Short task — Set down the line that contains "Where can the window" and every line after it to the end of the entries, exactly as they stand and nothing more.

Records from a point labeling set —
========
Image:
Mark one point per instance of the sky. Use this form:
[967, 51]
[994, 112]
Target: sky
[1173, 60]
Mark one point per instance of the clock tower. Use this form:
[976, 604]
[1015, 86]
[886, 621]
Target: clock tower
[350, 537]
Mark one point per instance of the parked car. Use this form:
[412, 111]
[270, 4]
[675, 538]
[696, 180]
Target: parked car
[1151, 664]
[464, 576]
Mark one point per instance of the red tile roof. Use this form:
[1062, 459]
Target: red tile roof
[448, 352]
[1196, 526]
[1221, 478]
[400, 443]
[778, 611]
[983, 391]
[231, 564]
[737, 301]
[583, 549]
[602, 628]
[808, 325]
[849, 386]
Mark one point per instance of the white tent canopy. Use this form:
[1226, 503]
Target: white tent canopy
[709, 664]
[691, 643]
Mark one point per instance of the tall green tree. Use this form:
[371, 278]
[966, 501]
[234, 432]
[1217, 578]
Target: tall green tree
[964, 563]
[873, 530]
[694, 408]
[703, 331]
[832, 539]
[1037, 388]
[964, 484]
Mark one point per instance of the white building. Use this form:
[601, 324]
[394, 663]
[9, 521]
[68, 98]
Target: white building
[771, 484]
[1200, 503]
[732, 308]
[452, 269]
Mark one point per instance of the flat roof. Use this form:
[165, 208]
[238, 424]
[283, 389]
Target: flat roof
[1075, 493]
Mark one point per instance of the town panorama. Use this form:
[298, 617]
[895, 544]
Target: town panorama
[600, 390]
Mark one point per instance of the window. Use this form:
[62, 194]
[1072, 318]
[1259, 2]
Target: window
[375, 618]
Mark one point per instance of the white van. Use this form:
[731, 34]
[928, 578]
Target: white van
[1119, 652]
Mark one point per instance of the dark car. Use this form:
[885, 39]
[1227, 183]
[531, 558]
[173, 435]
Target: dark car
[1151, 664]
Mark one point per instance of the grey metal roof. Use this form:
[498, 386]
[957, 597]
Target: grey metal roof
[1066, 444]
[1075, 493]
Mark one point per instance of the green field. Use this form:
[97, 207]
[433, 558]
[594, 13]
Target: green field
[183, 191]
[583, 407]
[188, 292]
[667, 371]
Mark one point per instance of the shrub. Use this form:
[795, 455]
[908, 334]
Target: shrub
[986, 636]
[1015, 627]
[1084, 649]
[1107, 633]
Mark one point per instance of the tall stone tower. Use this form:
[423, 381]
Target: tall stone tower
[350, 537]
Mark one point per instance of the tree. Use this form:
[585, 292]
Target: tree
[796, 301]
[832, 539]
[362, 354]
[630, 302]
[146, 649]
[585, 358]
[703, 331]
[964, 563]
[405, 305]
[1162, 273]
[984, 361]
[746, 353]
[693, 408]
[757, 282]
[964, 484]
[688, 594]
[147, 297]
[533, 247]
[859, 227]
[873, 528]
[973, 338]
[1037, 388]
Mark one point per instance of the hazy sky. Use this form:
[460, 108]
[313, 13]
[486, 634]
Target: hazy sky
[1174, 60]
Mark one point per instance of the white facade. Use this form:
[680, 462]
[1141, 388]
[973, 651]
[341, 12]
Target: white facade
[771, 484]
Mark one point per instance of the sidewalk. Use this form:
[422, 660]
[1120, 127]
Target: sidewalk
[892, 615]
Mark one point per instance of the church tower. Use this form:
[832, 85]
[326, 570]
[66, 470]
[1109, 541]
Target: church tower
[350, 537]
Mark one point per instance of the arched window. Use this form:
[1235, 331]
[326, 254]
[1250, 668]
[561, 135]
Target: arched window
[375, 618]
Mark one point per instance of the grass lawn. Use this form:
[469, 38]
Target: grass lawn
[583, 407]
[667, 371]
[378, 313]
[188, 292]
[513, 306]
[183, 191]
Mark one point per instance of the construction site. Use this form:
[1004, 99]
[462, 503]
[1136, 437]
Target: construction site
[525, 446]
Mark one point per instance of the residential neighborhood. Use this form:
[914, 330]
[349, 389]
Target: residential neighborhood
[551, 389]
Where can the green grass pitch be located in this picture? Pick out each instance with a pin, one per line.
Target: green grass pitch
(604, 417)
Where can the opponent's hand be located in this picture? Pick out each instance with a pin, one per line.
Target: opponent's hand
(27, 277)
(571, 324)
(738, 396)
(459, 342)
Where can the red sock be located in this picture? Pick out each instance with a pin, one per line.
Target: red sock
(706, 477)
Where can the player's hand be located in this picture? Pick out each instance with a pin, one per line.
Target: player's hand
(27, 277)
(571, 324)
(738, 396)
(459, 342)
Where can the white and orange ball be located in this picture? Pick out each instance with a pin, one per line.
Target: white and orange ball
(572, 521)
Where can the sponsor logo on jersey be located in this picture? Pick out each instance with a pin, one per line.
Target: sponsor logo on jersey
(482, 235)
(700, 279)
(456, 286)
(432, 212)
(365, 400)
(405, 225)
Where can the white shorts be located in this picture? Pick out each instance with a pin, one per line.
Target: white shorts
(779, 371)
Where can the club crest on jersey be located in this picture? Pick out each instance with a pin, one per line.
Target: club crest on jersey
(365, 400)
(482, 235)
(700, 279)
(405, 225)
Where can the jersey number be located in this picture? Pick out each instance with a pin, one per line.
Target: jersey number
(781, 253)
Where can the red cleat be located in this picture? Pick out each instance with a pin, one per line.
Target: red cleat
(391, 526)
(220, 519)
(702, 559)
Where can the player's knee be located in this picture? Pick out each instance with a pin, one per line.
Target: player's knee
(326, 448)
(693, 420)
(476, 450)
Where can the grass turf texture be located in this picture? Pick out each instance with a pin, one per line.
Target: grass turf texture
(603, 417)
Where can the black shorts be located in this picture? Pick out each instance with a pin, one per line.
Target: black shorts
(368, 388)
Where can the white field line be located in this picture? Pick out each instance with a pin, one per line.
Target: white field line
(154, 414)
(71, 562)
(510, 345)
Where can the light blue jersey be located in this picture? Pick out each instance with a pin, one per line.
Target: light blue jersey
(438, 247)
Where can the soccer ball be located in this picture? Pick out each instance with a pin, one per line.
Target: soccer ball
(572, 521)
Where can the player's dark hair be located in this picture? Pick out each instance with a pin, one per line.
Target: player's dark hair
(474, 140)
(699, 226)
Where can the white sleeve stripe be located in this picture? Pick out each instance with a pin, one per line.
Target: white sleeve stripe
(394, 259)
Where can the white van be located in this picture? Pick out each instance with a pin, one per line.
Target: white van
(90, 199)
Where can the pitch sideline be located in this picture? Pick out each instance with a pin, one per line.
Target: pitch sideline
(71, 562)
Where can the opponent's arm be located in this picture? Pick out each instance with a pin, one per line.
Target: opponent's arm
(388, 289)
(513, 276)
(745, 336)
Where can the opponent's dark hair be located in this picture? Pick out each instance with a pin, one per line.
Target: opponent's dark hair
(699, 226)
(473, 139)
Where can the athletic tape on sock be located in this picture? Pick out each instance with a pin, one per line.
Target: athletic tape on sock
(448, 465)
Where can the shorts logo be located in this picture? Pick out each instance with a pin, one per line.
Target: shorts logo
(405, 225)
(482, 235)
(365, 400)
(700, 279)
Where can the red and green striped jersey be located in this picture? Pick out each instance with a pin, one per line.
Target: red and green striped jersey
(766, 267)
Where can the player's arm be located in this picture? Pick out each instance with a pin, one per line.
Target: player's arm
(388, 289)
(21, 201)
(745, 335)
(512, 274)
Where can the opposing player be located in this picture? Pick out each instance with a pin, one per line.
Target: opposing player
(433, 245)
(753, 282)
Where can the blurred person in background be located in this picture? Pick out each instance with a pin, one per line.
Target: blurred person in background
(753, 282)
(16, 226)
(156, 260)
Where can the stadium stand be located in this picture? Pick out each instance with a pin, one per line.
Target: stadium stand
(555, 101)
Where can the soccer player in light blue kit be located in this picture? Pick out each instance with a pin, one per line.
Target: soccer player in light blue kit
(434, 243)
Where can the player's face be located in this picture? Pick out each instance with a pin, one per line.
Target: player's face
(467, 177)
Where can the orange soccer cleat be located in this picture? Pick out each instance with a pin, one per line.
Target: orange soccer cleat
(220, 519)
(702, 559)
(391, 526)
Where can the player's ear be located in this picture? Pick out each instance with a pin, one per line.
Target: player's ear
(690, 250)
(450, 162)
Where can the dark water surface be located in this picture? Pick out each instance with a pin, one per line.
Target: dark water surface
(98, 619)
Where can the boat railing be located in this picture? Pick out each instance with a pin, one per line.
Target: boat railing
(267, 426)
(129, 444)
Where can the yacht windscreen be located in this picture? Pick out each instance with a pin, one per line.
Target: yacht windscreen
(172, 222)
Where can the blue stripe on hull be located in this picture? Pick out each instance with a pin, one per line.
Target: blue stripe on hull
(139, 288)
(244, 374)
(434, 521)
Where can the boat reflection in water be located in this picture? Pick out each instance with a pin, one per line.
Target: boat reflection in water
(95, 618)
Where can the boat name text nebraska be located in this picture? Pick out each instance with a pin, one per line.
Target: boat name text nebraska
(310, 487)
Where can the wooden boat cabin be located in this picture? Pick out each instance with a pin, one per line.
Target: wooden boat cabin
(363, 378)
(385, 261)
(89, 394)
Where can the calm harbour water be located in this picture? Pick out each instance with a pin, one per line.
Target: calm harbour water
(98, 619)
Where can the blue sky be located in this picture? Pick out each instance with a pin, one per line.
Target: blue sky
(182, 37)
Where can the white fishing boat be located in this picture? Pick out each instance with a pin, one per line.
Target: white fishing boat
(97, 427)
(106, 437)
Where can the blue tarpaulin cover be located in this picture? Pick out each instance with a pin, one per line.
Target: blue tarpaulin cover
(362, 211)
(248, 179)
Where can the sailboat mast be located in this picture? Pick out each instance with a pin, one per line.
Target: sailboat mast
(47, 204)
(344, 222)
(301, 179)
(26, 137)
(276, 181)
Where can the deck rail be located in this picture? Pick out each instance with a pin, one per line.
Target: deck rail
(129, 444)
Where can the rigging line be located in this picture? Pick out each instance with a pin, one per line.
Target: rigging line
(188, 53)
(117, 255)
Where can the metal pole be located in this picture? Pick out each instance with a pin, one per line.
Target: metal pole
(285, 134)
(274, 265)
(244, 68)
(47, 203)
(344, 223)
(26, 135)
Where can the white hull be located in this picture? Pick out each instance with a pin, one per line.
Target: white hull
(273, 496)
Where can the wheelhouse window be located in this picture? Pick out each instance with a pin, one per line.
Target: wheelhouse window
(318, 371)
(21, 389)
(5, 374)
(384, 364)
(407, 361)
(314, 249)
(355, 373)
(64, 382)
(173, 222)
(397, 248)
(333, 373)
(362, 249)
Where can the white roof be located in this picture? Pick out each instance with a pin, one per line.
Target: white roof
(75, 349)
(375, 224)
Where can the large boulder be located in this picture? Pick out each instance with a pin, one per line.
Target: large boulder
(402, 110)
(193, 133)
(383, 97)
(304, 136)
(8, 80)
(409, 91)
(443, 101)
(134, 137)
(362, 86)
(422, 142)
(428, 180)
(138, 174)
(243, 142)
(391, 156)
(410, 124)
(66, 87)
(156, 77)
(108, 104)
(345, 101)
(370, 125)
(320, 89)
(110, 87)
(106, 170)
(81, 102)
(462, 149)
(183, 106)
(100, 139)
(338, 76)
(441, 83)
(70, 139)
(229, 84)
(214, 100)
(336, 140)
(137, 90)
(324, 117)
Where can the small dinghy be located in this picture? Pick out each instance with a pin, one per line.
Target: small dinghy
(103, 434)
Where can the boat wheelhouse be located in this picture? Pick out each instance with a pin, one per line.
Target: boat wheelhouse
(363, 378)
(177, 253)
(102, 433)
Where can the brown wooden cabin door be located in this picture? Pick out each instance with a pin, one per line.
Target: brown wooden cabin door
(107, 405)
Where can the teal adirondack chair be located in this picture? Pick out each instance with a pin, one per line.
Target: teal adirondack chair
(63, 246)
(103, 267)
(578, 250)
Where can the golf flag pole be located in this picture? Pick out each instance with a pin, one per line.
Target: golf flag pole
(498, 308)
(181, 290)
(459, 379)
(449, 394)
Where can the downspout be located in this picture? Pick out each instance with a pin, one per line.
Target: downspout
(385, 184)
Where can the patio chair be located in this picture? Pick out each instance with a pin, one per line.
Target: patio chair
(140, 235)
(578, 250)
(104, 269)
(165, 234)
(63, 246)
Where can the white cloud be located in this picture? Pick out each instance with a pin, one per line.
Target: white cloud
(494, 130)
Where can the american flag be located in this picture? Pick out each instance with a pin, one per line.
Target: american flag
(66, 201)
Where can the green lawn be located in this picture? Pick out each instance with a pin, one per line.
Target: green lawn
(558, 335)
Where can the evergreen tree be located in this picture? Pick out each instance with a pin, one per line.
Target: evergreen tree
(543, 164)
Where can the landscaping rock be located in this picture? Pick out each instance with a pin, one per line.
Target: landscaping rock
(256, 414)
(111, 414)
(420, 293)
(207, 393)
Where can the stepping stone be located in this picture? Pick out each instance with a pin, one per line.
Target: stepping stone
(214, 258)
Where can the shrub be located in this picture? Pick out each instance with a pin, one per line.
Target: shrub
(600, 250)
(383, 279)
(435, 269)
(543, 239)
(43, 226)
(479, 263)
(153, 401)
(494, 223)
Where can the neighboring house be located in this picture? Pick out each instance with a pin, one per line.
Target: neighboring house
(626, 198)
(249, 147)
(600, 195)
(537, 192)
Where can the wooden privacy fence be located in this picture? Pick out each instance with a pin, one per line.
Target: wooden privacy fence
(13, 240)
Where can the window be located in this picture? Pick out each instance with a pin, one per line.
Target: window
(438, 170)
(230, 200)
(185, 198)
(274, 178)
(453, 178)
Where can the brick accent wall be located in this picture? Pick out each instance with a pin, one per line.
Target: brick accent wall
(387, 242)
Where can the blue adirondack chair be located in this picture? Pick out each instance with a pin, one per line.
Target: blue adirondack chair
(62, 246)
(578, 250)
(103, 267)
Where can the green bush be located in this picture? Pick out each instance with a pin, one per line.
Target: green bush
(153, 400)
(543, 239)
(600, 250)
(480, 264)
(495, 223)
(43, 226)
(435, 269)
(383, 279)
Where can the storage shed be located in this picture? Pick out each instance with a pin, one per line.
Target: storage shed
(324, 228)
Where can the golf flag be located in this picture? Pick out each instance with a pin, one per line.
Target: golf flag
========
Output for this task —
Where can the window be located in this picture? Pick out each instance with a pin, one per line.
Target: window
(438, 170)
(230, 200)
(185, 198)
(274, 178)
(453, 178)
Where can the brick accent wall be located in this picture? Pick out each instance with a pin, one per line.
Target: brick accent wall
(387, 242)
Where can the blue adirondack chair be located in this picture? Pick out each instance with a pin, one per line.
Target: blue adirondack chair
(62, 246)
(578, 250)
(103, 267)
Where can the green bush be located in this picture? Pick out each instance with a pin, one per line.
Target: green bush
(153, 400)
(543, 239)
(600, 250)
(480, 264)
(495, 223)
(43, 226)
(435, 269)
(383, 279)
Where can the storage shed be located in this picture? Pick out each instance with a pin, one per line.
Target: storage shed
(324, 228)
Where can the golf flag be located in this picture? Pick out each instance with a pin, one per line.
Target: golf flag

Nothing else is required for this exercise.